## What is being asked:
Reproduce without alteration the stretch of the material below from the line containing "For this challenge, identify the decorative" through the line containing "point(105, 38)", including both of those lines.

## Rows:
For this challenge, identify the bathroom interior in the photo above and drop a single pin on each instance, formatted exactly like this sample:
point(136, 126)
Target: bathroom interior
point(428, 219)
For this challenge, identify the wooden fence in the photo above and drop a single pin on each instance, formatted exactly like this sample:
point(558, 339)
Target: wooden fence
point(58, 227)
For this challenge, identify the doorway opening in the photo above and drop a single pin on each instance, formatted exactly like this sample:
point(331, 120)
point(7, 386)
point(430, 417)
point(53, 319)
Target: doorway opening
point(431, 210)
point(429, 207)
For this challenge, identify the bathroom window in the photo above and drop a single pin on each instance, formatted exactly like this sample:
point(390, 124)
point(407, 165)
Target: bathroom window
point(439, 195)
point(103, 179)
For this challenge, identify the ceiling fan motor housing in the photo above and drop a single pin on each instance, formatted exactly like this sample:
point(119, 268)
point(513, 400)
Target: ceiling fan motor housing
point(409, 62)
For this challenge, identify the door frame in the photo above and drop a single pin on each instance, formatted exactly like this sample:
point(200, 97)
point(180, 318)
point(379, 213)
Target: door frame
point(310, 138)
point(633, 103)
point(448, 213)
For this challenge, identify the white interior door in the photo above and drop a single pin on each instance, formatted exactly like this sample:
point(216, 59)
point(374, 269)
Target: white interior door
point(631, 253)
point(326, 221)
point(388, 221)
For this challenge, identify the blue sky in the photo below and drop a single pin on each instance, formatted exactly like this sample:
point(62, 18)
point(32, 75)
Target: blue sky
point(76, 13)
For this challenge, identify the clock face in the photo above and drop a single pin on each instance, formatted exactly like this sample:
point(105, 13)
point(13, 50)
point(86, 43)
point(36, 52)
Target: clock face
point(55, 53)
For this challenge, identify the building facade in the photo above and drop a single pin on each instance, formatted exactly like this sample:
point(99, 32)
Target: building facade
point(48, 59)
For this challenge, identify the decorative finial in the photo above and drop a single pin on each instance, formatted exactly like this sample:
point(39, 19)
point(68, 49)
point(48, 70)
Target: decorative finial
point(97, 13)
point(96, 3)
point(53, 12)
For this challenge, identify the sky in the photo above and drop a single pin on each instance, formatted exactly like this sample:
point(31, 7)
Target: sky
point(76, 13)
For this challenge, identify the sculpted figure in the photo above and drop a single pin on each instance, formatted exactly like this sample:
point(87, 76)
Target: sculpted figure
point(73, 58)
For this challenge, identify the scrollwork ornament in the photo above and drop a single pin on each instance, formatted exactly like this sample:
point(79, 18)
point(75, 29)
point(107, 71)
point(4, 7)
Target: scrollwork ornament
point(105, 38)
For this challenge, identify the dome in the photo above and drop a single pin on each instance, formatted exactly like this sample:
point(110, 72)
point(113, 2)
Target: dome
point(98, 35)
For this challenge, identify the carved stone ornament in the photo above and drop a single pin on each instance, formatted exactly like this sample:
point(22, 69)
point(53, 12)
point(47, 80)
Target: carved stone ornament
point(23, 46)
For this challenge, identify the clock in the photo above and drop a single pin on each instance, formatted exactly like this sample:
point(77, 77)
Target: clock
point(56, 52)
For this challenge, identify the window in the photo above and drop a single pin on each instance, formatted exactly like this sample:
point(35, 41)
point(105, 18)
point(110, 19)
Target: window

## Reply:
For this challenge, identify the decorative finial in the photo above and drop a single pin on each instance, formatted exactly like this sample:
point(39, 19)
point(68, 49)
point(48, 70)
Target: decorative finial
point(97, 13)
point(96, 3)
point(53, 12)
For this challenge, identify the sky in the photo above and drop a single pin on each instance, formatted exactly like this sample:
point(31, 7)
Target: sky
point(76, 13)
For this challenge, identify the sculpted figure in the photo above and drop a single pin on each instance, formatted exactly like this sample:
point(87, 76)
Target: sculpted figure
point(73, 58)
For this challenge, identify the scrollwork ornament in the photo above and drop a single pin on each instance, formatted exactly like this sample:
point(79, 18)
point(75, 29)
point(107, 71)
point(4, 7)
Target: scrollwork ornament
point(105, 38)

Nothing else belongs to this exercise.